* GIVEN TASK *
Rewrite everything from the start of the records down to and including the line that contains "x=781, y=381", changing "lane-flow tally" to "path use count" and leaving everything else unchanged.

___ ENTRIES SUPPLIED ___

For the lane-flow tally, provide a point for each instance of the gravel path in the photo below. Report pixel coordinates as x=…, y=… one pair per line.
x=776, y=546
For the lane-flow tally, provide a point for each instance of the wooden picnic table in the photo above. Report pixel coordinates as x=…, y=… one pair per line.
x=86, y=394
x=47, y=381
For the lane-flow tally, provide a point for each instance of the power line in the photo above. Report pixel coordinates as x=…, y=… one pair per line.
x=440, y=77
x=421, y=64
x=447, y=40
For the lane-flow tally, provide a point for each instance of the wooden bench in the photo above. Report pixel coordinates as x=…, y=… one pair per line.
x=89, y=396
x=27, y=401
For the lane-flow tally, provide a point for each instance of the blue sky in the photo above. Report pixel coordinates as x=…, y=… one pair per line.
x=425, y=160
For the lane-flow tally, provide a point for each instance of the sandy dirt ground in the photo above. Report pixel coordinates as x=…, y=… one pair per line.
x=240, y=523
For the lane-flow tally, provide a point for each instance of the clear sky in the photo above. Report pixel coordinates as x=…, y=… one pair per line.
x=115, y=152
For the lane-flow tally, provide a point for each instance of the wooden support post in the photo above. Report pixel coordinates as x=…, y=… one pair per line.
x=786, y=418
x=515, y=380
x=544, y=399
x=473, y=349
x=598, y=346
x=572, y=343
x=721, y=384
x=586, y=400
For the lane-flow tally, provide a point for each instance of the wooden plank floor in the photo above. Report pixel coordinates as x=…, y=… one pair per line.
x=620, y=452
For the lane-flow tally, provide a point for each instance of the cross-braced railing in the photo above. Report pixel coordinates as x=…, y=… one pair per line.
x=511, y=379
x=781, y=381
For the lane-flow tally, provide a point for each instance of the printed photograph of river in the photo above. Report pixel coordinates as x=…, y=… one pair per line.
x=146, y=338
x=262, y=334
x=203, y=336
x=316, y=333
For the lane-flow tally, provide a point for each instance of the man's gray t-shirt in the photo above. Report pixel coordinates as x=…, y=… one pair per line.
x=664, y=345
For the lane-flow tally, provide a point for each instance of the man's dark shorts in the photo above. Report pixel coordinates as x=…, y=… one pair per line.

___

* ANSWER BELOW *
For the path use count, provide a point for each instance of the gravel path in the photo below. Report pixel coordinates as x=…, y=… one pair per line.
x=776, y=546
For the path use count, provide a point for each instance of the wooden picnic table in the photo above. Report pixel coordinates as x=…, y=… one pair per line.
x=86, y=394
x=47, y=381
For the path use count, provide a point for each instance of the power line in the photo above. Report pixel coordinates as x=…, y=… one pair per line.
x=440, y=77
x=421, y=64
x=447, y=40
For the path use count, provide a point for each instance of the wooden bench in the photo above. Report pixel coordinates as x=…, y=… one pair per line.
x=89, y=396
x=27, y=401
For the path use count, provide a point for each instance of the blue sky in the photo above. Report pixel coordinates as x=…, y=… one pair per line.
x=425, y=160
For the path use count, provide a point for each instance of the sandy dirt ground in the photo above. Report pixel coordinates as x=…, y=… one pair per line.
x=240, y=523
For the path use count, provide a point for each instance of the clear sky in the photo above. Report pixel coordinates as x=…, y=… one pair per line.
x=115, y=152
For the path use count, provide a point for each instance of the wooden support post in the photo above. Report pixel coordinates as x=…, y=… one pair per line.
x=786, y=418
x=515, y=380
x=544, y=399
x=473, y=349
x=598, y=346
x=572, y=343
x=721, y=384
x=586, y=400
For the path use count, provide a point for each instance of the wooden plank floor in the photo above. Report pixel coordinates as x=…, y=… one pair per line.
x=620, y=452
For the path use count, provide a point for each instance of the cross-braced railing in the photo above. Report pixel coordinates as x=…, y=… one pair per line.
x=511, y=379
x=781, y=381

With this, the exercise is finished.